Copy out the stretch of the material from the line containing "Query: concrete wall" through the end of the material, shifting every coordinate in the observed outputs up by 50. Keep every other line as it is.
+-------+
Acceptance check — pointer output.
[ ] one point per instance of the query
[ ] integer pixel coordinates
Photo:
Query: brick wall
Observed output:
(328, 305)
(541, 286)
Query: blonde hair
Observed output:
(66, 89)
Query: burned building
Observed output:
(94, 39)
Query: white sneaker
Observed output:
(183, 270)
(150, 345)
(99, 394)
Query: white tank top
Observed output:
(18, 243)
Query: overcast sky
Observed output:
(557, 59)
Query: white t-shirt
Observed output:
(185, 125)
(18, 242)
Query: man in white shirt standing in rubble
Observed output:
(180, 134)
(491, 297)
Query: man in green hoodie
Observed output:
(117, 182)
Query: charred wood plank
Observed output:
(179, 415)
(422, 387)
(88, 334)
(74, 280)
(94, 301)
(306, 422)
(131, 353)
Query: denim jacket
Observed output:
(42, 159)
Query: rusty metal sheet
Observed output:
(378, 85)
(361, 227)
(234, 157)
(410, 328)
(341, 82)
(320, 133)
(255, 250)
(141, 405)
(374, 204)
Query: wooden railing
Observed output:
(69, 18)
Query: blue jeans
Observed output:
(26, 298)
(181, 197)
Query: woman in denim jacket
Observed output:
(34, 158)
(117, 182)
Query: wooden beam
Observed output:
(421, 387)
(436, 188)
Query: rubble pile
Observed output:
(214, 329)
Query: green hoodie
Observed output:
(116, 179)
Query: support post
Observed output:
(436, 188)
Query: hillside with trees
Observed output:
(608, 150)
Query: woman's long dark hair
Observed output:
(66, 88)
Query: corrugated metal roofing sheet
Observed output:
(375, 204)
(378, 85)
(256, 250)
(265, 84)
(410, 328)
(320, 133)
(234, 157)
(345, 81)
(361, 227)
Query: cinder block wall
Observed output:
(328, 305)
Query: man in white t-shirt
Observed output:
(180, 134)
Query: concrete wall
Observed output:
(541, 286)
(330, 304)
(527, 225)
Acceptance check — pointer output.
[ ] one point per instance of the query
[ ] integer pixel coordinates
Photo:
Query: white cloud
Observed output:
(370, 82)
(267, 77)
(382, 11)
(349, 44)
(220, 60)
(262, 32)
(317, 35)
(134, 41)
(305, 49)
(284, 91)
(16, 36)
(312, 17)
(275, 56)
+-------+
• _Complete output_:
Query: concrete wall
Observed output:
(591, 336)
(380, 354)
(577, 275)
Acceptance check — pointer output.
[ ] one point per instance of the query
[ ] integer pixel coordinates
Photo:
Query: white cloud
Observed output:
(420, 132)
(317, 127)
(432, 61)
(399, 94)
(270, 110)
(312, 82)
(367, 85)
(184, 91)
(355, 99)
(334, 141)
(66, 86)
(362, 67)
(325, 106)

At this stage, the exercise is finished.